**Exercise details:**
Answer these questions from the piece on the Detroit Lions' championship drought:
1. In what year did Detroit last win an NFL championship?
2. Which team in the big four leagues has a longer current championship drought than Detroit?
3. What was the final score when Detroit lost at San Francisco?

First, though, we are here to lament the one that got away, the one Super Bowl dreams are made of: Ravens and Lions.

Actually, Lions and anybody.

Detroit last won an NFL championship before the Super Bowl existed, which is sports tantamount to prehistoric times. The Cretaceous Period, perhaps. It was 1957. Anything that almost predates the birth of me is officially ancient. Those Lions had a player named Hopalong Cassady. Bobby Layne was the star quarterback and also kicked extra points. I believe his helmet was the shell of a box turtle.

In the annals of our longest standing big four sports leagues — MLB, NHL, NFL and NBA — only baseball’s Cleveland Guardians-nee-Indians, who last reigned in 1948, have a longer current championship drought than Detroit’s 67 years.

(The Miami Dolphins’ title drought dating to 1973 marked its 50th year this season. Happy anniversary! Except Clevelanders and Detroiters are heckling that whippersnapper Dolfans have nothing to cry about.)

Yes, had they all followed the script: Here came kneecap-eating coach Dan Campbell to lift a franchise, a city and its starved fans along with the unexpected career rescue by a once-discarded Jared Goff! Eminem was poised to be a somehow street-grittier Taylor Swift. Flashbacks to Barry Sanders would have come in a torrent. And of course the tender interviews with the boy who attended that ‘57 game and is now a weeping 81-year-old who cannot believe he lived to see the day.

And riding sidecar to the dreamy narrative of Detroit in a Super Bowl would have been Lamar Jackson cast as the villain trying to deny Lions fans as he sought to cement his own Hall of Fame-headed path with an elusive first Super Bowl ring.

Instead Jackson’s Ravens fell 17-10 at Baltimore and then Detroit did the most Detroit thing ever, blowing a 24-7 lead in the third quarter and somehow losing 34-31 at San Francisco. That was at least partly because Dan Campbell kneecapped his own team by being stupid-brave on fourth-and-short and failing twice in the fourth quarter, leaving an easy six points on the field.

A pass caromed off a Lions defender’s helmet for a long Niners catch. There were dropped passes. Jahmyr Gibbs’ fumble really hurt. But it was Campbell’s fourth-quarter decisions costing his team six points that will simmer in infamy.

Detroit in a Super Bowl would quite literally have been once-in-a-lifetime stuff, the kind of story that is the very best sports can offer. Damn you, Dan. Damn you, fate.

**Raw data:**
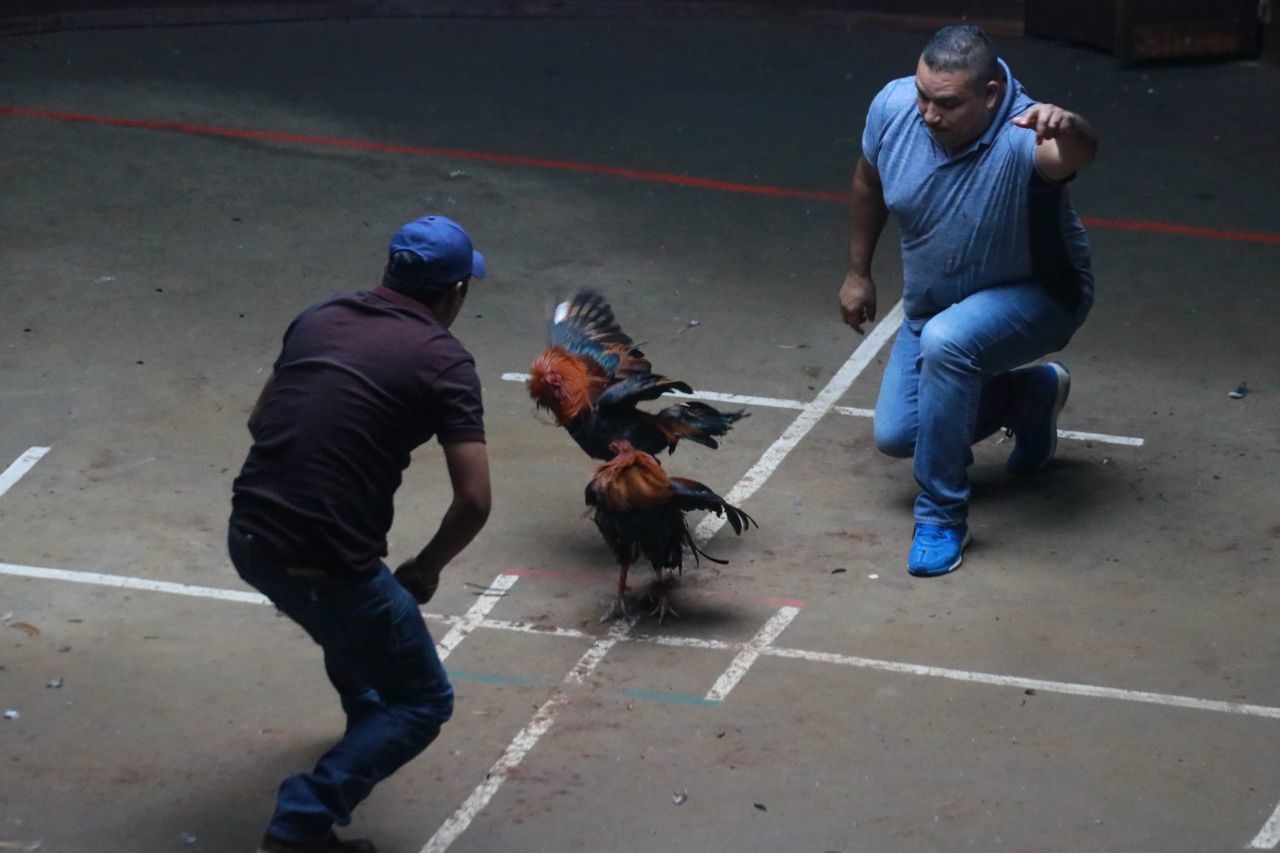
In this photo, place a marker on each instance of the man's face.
(954, 110)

**Reply to the task:**
1. 1957
2. Baseball's Cleveland Guardians (formerly the Indians), who last won in 1948
3. 34-31